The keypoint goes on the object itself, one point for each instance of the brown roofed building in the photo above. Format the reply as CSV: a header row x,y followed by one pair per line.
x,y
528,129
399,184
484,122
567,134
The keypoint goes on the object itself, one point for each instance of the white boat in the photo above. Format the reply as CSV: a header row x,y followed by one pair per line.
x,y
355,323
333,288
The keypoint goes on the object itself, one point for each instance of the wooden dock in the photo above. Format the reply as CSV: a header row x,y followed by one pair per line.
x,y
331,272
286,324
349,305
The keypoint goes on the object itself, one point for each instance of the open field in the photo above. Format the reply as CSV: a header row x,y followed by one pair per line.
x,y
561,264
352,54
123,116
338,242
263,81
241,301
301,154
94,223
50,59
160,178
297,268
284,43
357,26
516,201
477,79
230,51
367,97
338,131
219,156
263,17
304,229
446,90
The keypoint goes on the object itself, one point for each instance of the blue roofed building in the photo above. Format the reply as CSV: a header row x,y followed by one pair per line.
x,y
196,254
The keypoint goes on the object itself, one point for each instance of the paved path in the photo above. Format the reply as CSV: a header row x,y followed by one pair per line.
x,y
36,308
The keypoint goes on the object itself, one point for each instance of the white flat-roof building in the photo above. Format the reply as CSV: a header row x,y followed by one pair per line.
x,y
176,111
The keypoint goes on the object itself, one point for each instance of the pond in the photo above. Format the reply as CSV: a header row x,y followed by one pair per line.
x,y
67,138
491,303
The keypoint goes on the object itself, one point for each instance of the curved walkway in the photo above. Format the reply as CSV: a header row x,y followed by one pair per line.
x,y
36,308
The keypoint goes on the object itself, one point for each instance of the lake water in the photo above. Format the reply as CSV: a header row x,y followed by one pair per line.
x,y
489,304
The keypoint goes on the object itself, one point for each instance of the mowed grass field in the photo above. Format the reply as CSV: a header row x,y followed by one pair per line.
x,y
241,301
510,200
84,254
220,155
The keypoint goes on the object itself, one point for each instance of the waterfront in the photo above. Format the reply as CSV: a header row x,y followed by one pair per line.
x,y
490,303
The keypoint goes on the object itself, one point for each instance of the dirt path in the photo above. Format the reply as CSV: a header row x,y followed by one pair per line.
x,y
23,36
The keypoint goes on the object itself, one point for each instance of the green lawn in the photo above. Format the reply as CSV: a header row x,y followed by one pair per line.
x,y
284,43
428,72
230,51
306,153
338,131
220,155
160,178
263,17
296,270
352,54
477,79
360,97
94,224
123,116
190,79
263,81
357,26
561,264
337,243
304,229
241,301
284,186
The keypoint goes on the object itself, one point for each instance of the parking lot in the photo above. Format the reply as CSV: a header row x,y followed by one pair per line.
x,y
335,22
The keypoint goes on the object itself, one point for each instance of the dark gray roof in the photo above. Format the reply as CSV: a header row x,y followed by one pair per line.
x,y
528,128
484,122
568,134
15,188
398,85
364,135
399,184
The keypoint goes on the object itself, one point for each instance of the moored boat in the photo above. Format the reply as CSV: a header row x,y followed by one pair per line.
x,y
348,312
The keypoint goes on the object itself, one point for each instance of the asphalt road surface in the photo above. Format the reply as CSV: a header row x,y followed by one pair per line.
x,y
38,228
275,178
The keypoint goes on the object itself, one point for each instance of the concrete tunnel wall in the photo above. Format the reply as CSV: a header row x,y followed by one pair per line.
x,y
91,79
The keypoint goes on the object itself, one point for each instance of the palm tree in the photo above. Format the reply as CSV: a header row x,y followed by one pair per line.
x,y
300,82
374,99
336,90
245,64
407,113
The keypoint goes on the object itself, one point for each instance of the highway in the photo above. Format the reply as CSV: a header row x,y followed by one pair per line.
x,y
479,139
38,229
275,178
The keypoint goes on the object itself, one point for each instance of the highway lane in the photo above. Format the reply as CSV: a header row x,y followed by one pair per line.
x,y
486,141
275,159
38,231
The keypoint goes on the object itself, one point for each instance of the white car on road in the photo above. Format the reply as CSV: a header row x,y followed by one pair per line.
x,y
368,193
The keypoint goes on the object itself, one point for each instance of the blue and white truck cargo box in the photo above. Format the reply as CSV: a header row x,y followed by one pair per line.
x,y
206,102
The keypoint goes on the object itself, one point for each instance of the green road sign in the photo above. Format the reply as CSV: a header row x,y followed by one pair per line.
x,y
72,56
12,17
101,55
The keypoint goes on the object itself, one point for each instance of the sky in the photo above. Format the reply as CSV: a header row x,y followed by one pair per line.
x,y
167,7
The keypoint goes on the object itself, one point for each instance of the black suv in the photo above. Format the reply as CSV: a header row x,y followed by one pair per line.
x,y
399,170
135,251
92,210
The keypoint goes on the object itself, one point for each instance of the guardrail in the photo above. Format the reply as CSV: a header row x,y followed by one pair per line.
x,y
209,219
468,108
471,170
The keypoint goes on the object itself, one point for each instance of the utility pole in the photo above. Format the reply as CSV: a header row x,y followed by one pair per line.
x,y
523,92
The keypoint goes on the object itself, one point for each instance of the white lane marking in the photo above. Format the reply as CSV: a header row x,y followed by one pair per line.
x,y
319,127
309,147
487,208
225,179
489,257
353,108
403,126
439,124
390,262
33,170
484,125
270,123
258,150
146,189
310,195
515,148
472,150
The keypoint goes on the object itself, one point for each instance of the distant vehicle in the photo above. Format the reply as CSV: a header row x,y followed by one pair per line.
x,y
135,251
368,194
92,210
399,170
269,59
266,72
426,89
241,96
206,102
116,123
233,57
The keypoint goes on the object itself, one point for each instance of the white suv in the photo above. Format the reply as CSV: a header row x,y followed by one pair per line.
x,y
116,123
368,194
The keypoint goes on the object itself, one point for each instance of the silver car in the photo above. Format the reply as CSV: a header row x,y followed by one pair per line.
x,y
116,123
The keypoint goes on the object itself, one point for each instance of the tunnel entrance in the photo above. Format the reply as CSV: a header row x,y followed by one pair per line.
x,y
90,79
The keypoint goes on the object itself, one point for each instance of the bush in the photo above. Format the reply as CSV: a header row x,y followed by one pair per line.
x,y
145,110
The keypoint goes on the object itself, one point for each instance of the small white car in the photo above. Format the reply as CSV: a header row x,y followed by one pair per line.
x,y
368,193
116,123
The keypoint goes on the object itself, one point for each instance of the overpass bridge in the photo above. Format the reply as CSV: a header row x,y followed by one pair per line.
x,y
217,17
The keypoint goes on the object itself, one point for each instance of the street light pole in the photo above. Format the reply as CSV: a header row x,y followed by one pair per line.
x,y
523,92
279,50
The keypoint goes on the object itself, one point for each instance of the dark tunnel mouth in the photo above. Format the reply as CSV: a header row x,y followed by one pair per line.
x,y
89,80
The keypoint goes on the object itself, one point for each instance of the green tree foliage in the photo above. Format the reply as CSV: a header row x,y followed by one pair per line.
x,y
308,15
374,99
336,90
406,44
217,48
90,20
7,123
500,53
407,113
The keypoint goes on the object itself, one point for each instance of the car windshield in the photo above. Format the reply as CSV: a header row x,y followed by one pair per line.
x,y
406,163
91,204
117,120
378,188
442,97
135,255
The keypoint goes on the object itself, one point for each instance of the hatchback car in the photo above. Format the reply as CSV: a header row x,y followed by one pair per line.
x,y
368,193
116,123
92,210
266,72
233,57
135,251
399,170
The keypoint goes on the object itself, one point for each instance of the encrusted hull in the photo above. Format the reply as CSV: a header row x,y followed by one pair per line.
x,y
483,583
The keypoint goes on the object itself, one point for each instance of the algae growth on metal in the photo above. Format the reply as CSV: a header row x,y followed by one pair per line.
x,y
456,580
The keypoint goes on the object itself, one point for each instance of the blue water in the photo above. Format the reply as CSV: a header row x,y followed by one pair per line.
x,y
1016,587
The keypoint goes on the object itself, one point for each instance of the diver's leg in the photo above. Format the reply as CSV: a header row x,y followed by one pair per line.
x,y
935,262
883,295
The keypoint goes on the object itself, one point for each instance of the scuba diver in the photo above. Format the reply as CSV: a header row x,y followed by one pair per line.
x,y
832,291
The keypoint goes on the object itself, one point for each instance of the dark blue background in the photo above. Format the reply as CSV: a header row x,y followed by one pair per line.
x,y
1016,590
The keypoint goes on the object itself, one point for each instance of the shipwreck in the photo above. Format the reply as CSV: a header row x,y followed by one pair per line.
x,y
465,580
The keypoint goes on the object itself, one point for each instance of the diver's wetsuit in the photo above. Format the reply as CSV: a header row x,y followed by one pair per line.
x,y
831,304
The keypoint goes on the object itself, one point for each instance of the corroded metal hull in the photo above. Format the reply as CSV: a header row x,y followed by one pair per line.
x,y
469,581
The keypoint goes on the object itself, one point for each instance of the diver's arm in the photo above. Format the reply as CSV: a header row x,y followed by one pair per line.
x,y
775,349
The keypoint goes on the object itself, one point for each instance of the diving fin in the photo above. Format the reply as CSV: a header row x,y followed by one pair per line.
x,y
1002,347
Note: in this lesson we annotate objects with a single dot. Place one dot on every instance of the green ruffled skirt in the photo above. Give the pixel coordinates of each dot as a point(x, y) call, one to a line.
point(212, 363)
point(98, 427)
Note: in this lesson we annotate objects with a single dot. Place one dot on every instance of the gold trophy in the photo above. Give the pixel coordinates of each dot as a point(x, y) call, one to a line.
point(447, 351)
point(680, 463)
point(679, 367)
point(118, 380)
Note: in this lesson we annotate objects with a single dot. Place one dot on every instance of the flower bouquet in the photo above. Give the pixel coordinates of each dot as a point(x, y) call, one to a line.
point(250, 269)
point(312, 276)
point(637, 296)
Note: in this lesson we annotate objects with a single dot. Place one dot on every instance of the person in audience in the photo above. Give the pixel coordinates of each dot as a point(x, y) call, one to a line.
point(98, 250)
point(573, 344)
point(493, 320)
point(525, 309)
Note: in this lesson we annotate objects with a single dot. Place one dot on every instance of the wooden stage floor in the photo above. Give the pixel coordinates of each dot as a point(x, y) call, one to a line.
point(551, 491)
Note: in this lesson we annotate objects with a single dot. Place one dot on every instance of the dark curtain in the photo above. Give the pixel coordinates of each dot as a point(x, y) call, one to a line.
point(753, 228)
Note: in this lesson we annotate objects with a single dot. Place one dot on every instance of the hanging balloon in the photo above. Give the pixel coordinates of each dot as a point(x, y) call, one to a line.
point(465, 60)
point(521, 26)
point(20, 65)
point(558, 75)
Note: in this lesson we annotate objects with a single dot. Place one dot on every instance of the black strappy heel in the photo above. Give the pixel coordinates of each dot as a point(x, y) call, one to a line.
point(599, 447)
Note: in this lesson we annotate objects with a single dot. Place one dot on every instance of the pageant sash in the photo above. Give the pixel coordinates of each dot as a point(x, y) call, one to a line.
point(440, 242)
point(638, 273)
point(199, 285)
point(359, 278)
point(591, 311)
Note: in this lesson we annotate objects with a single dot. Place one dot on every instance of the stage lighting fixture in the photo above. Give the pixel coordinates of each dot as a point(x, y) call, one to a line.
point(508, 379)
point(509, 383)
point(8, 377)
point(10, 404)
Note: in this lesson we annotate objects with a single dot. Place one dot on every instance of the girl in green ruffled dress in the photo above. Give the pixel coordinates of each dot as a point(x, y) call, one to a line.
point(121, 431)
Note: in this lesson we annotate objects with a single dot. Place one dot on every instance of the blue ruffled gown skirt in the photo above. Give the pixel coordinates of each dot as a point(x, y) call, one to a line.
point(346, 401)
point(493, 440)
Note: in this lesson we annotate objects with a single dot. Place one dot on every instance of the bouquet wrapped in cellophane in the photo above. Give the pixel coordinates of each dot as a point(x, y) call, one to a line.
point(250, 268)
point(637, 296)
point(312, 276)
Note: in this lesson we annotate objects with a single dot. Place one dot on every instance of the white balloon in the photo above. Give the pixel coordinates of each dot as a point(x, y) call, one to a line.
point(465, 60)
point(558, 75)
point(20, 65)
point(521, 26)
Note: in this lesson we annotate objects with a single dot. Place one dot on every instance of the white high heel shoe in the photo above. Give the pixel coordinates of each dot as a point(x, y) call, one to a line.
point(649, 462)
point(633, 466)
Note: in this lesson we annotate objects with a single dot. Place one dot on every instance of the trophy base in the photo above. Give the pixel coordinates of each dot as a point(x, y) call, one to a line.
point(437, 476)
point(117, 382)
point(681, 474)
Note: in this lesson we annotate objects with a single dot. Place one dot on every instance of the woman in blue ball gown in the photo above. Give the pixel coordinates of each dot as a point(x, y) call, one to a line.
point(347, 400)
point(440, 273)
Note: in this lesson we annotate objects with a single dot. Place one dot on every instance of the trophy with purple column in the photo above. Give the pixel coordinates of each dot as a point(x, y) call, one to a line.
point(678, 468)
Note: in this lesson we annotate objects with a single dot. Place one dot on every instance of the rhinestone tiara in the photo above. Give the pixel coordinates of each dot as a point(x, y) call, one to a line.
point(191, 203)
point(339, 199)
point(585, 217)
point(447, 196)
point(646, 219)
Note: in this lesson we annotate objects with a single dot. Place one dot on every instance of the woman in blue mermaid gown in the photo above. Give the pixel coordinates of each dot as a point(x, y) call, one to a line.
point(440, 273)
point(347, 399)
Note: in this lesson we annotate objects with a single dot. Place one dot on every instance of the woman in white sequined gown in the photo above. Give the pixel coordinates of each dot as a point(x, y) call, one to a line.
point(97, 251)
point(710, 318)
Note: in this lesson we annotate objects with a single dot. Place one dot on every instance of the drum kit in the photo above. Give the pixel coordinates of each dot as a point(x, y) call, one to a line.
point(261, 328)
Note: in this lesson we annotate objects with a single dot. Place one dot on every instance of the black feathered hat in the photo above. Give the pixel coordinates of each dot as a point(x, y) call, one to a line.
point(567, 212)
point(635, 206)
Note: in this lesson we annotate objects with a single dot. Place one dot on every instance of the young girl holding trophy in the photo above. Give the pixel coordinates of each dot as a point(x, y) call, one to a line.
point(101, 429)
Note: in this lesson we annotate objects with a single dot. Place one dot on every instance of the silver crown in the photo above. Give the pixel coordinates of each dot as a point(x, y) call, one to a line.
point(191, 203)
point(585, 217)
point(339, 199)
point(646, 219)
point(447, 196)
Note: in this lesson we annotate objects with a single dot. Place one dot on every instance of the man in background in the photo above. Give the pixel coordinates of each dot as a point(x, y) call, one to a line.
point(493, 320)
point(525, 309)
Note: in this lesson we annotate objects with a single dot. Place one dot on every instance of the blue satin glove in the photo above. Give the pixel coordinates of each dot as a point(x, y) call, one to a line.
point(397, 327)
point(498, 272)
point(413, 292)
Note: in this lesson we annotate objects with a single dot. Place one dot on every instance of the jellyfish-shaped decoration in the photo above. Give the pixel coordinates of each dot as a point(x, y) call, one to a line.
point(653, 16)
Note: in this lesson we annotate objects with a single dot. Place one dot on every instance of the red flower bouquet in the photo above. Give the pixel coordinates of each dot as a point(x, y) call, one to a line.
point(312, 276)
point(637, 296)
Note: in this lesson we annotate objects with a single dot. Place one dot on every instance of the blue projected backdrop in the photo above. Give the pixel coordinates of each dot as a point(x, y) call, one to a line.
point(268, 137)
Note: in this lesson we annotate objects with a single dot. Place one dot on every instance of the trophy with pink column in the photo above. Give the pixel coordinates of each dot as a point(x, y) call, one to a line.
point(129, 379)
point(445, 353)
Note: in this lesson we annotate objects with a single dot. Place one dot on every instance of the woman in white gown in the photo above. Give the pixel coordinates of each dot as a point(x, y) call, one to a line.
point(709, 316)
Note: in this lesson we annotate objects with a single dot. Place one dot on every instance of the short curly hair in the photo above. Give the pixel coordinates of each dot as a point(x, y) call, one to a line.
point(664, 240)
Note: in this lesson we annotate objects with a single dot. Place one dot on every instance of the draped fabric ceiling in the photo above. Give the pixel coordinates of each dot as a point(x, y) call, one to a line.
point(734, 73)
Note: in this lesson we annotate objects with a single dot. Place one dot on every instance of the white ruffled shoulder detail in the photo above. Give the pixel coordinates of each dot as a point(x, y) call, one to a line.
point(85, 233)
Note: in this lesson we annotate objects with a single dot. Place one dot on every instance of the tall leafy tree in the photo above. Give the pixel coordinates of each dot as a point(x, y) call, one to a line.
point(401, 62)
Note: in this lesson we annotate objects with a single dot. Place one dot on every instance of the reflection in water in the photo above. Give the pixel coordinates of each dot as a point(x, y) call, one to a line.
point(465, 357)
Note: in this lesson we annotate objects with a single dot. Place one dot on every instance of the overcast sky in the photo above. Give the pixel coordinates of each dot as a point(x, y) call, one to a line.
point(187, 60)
══════
* **What you will do**: The line containing "trophy with pink" marks the start; retype it and each line after it through the end of the records above, exactly.

* **Result for this task**:
Note: in this lesson we annotate objects with a single dot. Place one dot on every instance of the trophy with pink column in the photo above. Give the pixel coordinates of each dot as a point(x, y) call, one to a line.
point(129, 379)
point(445, 353)
Note: in this lesson we annotate objects with a single dot. Place one dot on every instance of the woman in white gown in the photo above. Give the pixel coordinates of each dot as a point(x, y) call, one to a line.
point(709, 316)
Note: in this lesson we annotate objects with a single dot. Place one dot on every instance of the short curly hair in the photo above. Give the pixel coordinates of each dot as a point(x, y) call, one to a line.
point(664, 240)
Note: in this lesson we annotate objects with a single dot. Place one dot on every instance of the draped fabric ceiling in the photo above. Give the pixel coordinates of each dot as a point(x, y) call, one to a line.
point(734, 73)
Note: in this lesson we annotate objects with a single dot. Place one dot on every instance of the white ruffled shoulder detail in the photo above. Give the pixel coordinates of each dot as a point(x, y) call, one to a line.
point(85, 233)
Note: in this lesson we annotate objects with a single dot. Place one dot on every instance of the tall leafy tree in the photo above. Give the pixel coordinates of each dot as a point(x, y) call, one to a line.
point(401, 62)
Note: in this lesson we annotate objects with a single dot. Place one dot on every instance of the reflection in water in the photo above. Give the pixel coordinates of each dot as a point(x, y) call, one to a line.
point(465, 357)
Note: in this lesson we annotate objects with a single dot. Place one dot on every instance of the overcast sky in the photo above. Give the pixel coordinates of each dot as a point(x, y) call, one to a line.
point(187, 60)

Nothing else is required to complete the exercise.